*** Opening of Excerpt provided ***

A week or so into being back into Cincinnati I felt those same depressive thoughts and feelings starting to come back.  Within a few days I was really having a tough time.  I remember climbing the stairs up to my announcers booth suddenly started to become a huge task.  Standing up to call the races seemed exhausting.  I remember around the last week of April I bought an air mattress and put it up in the booth.  I would lay down between races cause all I wanted to do was lay down.  This was the first time thoughts of suicide ever came into my head.  I remember really wishing I would die although I never had a specific plan.

So that brings me to May 3, 2008.  My worst day at the races.  I remember calling my mom before the races that day in tears.  I had hid the depression episode from her and most other family and friends the year before.  But this was another level.  I was terrified.  I gave my anxiety and depression so much power over me.  My mom reassured me that if I did my exercise and ate well and got back with my counselor that I’d work through it.

*** Close of Excerpt provided ***
*** Opening of Provided data ***

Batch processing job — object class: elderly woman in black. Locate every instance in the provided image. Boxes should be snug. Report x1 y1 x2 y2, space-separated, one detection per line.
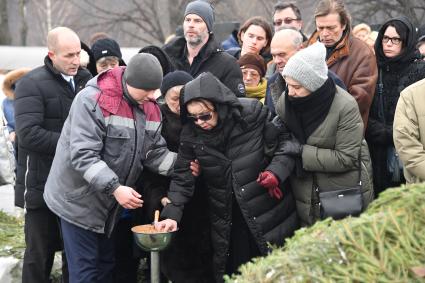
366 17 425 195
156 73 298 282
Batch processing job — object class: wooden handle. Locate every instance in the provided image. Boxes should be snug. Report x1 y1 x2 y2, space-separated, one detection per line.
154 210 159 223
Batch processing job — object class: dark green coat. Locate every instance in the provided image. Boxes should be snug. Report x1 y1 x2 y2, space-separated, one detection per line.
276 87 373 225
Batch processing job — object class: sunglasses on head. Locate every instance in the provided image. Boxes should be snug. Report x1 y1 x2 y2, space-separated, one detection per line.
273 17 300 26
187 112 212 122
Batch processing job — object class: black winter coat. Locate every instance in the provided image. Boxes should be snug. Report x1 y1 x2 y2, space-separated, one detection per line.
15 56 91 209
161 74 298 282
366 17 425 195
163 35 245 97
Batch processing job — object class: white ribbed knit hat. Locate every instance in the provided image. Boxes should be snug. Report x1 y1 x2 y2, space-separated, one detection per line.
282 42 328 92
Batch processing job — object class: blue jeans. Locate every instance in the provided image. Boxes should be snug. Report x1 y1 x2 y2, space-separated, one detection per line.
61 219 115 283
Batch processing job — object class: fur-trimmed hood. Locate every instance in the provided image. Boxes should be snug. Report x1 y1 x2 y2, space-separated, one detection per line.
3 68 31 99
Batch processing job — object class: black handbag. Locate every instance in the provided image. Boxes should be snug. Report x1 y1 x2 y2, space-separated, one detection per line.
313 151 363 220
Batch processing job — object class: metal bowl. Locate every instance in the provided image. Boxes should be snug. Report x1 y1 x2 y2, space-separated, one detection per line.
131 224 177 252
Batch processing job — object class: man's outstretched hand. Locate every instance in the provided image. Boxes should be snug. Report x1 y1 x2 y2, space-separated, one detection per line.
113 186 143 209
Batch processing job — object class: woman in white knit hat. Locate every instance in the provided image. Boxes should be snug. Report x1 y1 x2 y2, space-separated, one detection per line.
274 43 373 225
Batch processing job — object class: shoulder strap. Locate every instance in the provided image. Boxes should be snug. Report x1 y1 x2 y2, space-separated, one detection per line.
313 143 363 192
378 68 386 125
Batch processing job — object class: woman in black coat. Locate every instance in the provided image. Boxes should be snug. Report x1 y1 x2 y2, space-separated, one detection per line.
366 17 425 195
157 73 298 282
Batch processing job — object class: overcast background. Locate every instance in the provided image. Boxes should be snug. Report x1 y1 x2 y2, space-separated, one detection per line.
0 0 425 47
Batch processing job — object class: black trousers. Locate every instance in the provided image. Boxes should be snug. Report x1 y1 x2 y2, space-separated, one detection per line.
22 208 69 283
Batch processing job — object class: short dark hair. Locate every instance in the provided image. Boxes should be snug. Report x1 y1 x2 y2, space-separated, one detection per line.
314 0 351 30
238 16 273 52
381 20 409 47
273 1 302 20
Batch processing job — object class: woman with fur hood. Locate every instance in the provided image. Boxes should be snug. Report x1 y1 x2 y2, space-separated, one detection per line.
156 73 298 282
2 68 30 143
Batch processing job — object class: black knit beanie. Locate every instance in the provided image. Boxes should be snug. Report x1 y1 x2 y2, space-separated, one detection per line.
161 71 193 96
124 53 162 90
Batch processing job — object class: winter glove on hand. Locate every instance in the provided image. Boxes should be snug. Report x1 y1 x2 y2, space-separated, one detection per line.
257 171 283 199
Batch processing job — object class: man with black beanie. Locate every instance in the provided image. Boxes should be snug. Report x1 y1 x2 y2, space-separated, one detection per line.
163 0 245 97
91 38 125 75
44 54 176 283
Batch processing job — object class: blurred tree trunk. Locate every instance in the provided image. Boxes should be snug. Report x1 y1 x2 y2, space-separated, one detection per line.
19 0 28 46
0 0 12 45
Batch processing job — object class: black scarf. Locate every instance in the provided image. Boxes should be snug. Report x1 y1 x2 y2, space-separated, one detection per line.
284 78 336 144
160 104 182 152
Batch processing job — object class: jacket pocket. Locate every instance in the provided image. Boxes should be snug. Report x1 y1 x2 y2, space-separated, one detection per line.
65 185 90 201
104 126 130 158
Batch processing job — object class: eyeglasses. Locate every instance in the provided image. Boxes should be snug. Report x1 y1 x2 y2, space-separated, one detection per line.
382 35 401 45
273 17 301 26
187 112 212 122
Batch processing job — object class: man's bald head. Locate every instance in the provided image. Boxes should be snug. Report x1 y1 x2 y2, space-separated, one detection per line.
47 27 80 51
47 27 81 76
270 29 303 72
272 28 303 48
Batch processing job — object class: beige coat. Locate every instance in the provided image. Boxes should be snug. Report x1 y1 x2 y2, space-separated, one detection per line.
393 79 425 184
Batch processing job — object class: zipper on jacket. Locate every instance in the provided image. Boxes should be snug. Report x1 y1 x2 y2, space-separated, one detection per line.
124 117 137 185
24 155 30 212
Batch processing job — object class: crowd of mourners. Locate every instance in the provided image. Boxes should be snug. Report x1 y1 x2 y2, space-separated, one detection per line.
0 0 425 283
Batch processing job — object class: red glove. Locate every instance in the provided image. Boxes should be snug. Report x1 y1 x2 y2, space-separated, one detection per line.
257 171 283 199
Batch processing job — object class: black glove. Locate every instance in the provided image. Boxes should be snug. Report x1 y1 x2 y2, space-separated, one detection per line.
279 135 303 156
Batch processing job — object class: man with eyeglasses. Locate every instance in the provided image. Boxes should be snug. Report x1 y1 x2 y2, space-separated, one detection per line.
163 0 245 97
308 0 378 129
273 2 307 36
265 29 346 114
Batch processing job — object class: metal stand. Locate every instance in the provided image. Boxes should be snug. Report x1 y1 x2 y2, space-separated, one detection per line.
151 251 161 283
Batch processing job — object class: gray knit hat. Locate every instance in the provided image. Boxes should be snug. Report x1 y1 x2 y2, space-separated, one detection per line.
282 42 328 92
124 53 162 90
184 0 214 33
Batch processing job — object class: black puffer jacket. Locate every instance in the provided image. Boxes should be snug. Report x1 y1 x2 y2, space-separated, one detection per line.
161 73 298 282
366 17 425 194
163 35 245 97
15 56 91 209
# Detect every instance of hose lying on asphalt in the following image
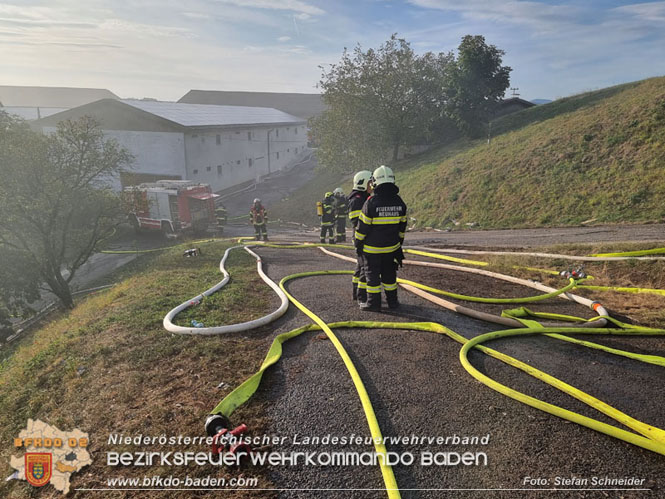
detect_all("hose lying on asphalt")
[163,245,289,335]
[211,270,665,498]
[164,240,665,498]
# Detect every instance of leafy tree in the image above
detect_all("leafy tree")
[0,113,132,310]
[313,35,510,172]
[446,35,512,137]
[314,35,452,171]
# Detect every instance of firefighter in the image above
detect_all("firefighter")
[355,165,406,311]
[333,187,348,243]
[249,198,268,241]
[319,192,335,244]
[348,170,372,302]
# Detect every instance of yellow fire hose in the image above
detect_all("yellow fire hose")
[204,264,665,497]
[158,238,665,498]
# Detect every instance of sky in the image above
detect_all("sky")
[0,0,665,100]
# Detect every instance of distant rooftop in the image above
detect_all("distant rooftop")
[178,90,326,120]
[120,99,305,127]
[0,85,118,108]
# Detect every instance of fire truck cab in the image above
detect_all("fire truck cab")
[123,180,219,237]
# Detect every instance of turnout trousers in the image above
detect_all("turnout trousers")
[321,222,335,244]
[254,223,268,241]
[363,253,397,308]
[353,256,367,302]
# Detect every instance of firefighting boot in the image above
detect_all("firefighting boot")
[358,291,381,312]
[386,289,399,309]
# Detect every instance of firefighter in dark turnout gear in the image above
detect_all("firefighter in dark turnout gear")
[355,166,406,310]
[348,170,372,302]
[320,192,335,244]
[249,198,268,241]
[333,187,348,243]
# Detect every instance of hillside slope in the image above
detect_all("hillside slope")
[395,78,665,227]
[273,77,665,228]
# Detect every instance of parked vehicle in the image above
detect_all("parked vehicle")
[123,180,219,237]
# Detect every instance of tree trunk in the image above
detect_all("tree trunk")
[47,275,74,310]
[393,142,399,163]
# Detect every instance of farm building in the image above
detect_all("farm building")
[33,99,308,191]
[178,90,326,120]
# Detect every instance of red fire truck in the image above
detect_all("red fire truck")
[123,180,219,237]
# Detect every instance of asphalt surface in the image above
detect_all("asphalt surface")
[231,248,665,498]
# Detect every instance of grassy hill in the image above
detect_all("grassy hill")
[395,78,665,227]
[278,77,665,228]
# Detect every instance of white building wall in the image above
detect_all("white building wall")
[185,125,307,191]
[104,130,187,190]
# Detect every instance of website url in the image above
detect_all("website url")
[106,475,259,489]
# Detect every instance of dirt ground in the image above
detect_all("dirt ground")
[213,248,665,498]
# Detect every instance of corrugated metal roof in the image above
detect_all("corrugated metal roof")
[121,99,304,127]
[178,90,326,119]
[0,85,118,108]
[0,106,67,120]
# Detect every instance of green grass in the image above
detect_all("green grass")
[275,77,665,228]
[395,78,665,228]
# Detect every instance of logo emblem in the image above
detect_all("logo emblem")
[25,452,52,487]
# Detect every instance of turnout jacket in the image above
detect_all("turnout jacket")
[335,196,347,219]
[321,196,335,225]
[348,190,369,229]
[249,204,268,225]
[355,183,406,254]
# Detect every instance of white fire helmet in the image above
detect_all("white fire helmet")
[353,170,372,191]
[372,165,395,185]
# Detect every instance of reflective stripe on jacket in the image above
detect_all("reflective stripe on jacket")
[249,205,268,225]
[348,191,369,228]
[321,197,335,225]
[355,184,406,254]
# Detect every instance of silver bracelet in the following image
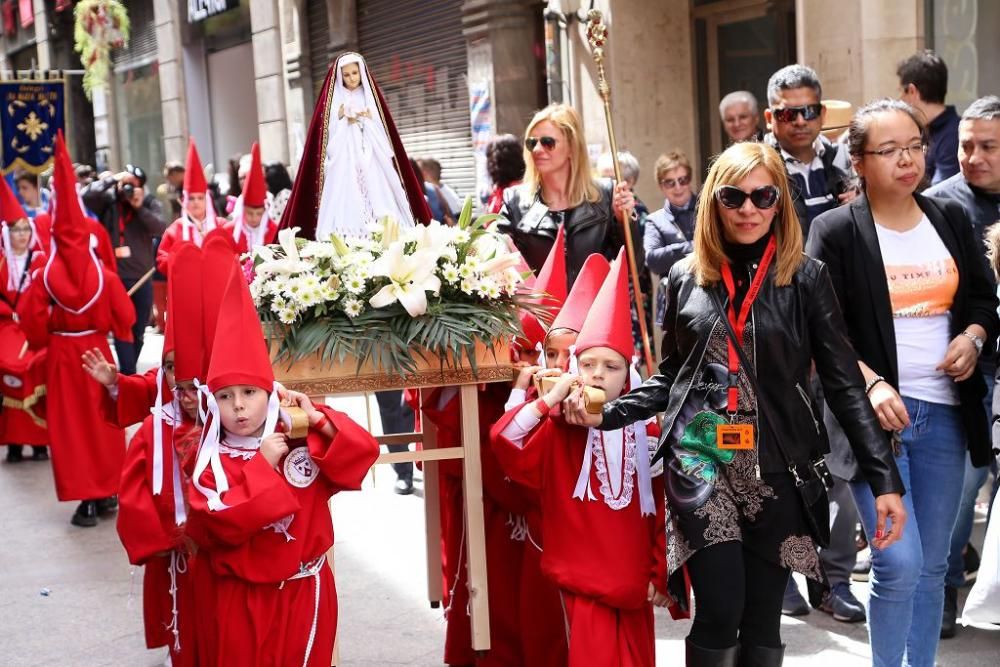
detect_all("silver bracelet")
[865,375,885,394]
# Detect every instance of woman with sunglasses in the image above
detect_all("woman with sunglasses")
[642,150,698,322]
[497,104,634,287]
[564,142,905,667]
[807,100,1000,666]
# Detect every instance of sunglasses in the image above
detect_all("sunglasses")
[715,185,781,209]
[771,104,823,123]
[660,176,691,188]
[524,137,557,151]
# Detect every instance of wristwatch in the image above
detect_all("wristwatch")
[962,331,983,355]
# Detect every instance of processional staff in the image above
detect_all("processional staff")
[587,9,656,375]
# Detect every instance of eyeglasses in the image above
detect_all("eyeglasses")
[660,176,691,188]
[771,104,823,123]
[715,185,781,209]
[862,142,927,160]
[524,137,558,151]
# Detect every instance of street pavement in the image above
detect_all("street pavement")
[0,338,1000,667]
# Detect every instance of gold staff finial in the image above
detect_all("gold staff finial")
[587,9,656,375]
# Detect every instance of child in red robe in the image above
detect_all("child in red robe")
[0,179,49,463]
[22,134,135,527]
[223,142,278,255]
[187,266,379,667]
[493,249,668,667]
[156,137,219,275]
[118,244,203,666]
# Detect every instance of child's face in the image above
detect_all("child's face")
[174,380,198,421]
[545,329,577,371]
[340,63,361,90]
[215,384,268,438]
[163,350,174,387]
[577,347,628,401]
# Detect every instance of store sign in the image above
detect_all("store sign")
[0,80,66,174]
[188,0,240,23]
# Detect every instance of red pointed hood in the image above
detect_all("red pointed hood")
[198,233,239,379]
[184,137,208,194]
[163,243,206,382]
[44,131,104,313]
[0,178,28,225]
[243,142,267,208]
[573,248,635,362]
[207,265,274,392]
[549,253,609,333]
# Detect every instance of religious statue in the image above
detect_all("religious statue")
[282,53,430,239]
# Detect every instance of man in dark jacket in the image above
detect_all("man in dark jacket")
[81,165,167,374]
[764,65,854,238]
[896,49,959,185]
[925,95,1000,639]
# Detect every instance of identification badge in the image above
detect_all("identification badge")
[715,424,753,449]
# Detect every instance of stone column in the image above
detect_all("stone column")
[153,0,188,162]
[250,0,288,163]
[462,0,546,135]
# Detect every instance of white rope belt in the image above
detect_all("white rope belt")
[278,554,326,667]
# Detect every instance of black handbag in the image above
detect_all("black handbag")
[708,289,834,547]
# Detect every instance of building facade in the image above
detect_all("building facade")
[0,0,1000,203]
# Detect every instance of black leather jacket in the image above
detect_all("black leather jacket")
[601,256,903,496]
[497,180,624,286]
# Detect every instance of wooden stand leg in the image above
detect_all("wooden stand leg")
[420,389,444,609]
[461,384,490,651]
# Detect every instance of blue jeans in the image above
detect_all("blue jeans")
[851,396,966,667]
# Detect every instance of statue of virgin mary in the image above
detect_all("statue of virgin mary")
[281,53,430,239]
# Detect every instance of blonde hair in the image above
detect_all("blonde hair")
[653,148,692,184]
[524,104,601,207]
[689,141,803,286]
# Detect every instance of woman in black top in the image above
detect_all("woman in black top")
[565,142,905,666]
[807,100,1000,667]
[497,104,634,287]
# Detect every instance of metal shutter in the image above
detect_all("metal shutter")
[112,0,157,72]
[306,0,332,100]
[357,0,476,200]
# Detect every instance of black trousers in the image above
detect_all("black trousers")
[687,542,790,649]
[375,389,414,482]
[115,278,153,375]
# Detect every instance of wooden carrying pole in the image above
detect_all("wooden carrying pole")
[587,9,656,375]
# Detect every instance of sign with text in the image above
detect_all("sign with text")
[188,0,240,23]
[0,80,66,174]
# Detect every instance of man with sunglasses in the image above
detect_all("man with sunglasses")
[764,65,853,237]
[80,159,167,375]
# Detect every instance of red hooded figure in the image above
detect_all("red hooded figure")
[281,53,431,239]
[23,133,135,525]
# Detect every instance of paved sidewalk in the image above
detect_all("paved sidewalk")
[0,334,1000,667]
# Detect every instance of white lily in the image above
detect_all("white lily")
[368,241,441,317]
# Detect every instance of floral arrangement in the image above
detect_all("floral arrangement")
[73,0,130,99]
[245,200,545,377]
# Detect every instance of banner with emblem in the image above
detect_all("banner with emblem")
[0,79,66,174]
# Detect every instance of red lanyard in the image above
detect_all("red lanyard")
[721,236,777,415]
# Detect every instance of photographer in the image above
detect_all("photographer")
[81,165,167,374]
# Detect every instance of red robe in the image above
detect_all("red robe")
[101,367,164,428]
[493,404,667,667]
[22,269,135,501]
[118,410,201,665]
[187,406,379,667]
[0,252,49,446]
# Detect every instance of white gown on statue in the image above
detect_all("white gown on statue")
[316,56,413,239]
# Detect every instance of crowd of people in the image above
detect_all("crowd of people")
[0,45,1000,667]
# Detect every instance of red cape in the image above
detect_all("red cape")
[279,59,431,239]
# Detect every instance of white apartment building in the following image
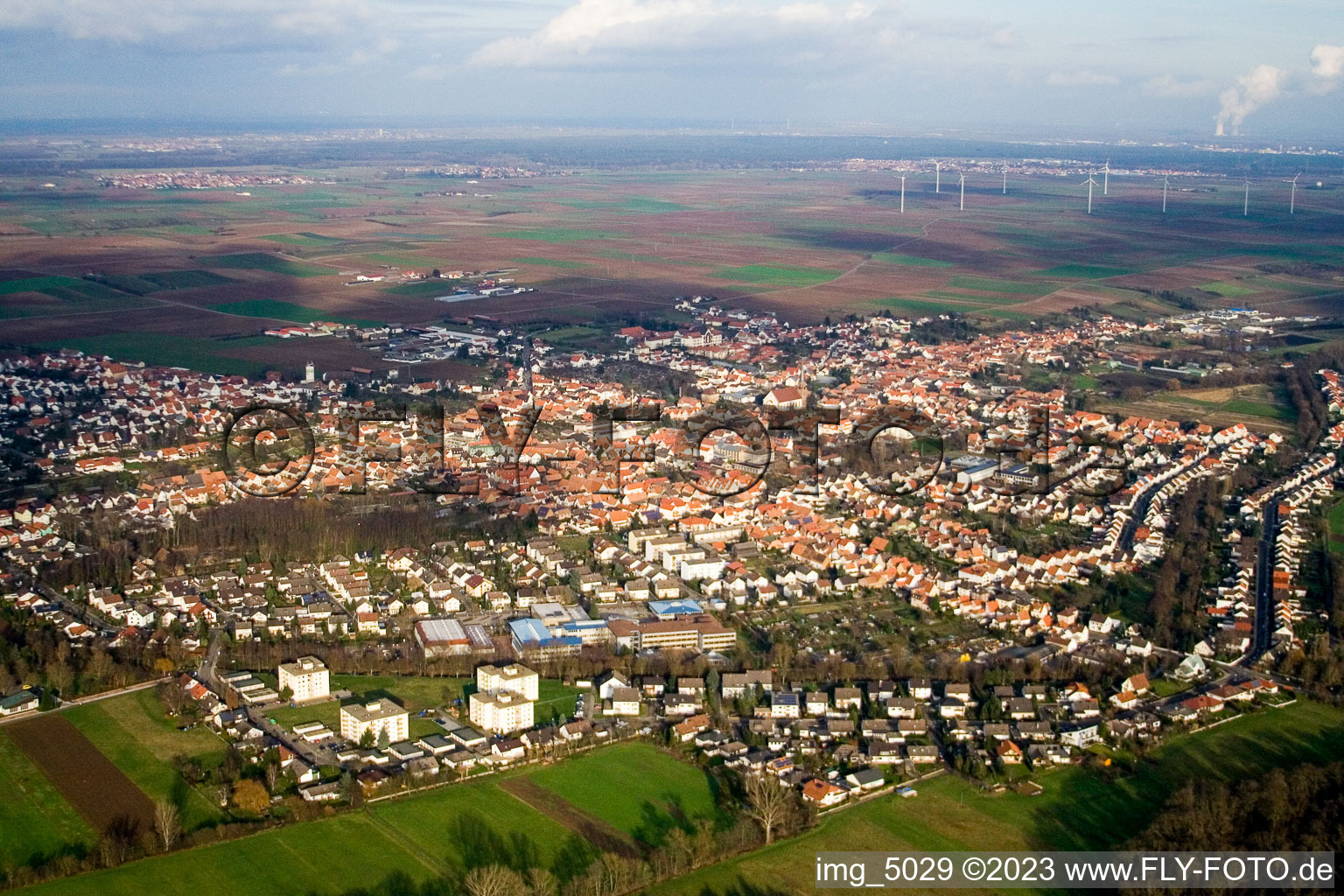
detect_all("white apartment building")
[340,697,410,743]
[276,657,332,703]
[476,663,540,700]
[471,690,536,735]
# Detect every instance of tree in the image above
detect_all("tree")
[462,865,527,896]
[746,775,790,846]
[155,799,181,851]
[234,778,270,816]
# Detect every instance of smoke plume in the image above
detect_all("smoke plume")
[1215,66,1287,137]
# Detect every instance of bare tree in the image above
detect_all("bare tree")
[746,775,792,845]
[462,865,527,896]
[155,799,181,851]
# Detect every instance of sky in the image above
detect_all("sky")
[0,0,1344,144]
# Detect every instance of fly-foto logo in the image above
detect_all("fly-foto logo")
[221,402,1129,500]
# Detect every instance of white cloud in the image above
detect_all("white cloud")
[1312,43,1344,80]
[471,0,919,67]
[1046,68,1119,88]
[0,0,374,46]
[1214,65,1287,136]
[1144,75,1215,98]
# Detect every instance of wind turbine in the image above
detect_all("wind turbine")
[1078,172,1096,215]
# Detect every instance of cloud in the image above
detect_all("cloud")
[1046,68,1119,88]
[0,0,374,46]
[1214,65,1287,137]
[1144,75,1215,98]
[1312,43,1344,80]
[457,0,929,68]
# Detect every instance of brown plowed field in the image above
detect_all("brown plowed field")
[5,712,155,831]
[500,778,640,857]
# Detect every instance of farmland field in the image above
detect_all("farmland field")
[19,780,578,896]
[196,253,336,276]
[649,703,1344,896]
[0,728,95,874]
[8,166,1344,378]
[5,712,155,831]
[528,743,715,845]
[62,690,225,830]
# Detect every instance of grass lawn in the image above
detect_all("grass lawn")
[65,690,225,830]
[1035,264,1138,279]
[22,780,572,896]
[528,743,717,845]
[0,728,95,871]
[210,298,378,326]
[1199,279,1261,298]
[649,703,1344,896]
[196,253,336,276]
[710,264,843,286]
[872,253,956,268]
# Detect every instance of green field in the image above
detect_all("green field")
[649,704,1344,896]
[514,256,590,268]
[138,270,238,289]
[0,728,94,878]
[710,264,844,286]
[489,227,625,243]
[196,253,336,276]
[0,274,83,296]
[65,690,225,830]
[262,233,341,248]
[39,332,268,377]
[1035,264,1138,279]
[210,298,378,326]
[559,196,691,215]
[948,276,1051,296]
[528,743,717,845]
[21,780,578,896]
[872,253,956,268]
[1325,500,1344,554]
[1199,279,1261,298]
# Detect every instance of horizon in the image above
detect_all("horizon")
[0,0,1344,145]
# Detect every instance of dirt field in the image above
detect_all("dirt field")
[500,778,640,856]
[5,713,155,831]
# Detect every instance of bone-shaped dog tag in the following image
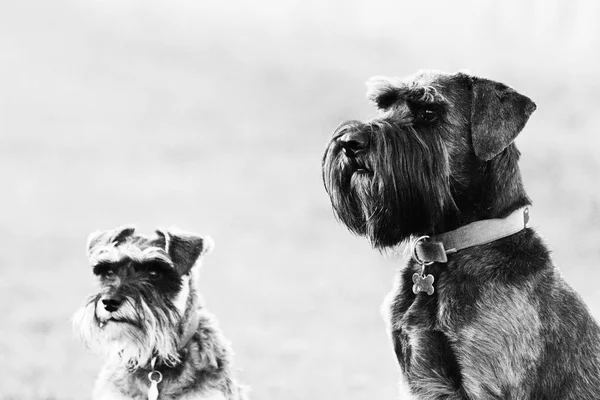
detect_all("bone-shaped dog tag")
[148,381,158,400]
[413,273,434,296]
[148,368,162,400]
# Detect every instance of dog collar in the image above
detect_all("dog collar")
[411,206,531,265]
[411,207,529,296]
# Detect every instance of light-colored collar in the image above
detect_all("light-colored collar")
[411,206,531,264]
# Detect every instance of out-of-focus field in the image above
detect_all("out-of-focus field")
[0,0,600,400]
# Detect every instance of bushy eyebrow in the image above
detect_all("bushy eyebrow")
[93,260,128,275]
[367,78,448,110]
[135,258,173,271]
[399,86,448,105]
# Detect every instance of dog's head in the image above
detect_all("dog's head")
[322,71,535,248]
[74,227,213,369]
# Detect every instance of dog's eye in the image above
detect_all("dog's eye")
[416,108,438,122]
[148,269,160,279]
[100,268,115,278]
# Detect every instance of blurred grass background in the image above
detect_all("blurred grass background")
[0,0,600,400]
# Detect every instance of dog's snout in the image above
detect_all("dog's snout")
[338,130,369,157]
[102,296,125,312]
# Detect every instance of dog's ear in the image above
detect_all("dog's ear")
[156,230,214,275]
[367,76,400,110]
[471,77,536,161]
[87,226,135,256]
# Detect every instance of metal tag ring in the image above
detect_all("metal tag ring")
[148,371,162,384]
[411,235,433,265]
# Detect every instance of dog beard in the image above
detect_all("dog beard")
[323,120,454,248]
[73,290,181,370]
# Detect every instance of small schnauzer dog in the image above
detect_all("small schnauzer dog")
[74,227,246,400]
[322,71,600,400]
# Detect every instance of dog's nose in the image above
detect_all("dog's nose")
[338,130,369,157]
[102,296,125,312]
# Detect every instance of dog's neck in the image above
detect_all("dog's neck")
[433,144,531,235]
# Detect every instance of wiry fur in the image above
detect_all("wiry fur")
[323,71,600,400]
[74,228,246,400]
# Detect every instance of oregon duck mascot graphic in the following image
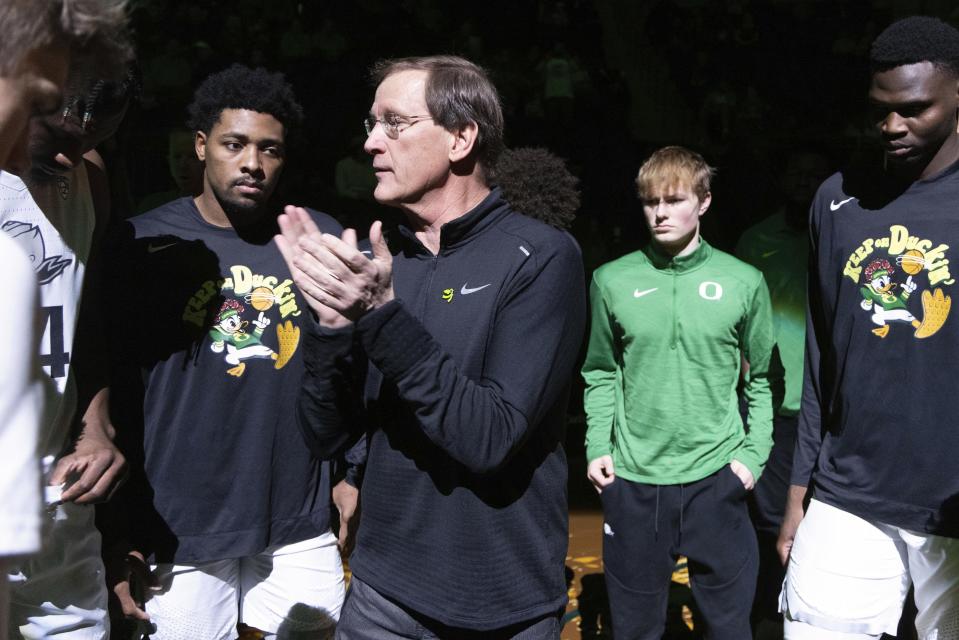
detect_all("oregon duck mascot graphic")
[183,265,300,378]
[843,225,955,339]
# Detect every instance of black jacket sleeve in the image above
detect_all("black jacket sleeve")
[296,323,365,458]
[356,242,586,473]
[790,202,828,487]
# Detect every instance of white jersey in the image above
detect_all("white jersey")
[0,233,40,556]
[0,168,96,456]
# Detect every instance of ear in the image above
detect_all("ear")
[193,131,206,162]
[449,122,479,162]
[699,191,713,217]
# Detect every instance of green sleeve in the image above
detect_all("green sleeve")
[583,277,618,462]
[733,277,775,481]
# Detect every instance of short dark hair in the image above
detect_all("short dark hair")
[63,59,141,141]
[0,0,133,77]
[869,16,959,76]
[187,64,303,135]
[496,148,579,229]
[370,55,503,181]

*** Close of Provided data ***

- [Tasks to carry out]:
**1.** According to the account of depression, what three things did the writer's mom say would help the writer work through it? List all of them.
**2.** In the account of depression, why did the writer put an air mattress up in the announcers booth?
**3.** Continue the account of depression, starting after the mom's reassurance about exercise, eating well and the counselor.

- [Answers]:
**1.**
- Doing exercise
- Eating well
- Getting back with the counselor

**2.** The writer wanted to lay down between races, because all the writer wanted to do was lay down. Standing up to call the races had come to feel exhausting.

**3.**
I got to the races and went and hid up in my booth.  I remember calling the first race and just losing it afterwards.   I was so done with it all.  My pattern for that day was to call a race, lay down on my air mattress, cry for 20 minutes, then get up and do it again.  Finally the 7th race, start of the late double came.  This time I couldn’t stop crying and the horses were coming up to the gate.  I got myself together as best I could.  The race went off and I was going along ok but mid-race I started to lose my composure a bit.  My voice cracked a little.  I paused and took a deep breath, then went back to it.  A horse named Outta Tune hit the line in front (he eventually became a really good horse for Maggi Moss).  I turned off my mic and collapsed to the floor and broke down.  I had thought I was at least functioning for work, but I wasn’t at all.

I picked up the phone and called my friend Vince downstairs.  Vince was my backup announcer but luckily I had never missed a race so he never had to call one, which I know he did not want to have to do.  But i needed him that day.  I just couldn’t compose myself to even talk anymore.  I was shaking.  Vince came up and walked me downstairs to the main desk where a nice lady who worked up there named Nancy sat with me and asked if I needed to go to the hospital.  I was so embarrassed and shaking and just nodded no, but within a minute of that, she told me that I needed to go.

We pulled out of the lot and as we did I could hear Vinny announcing the post parade for the 8th and final race.  I felt so bad for putting him in that spot.  He’s one of the sweetest people I’ve ever met.  Not just in racing, but in life.  I love him like a brother, even though I haven’t seen him in over a decade now.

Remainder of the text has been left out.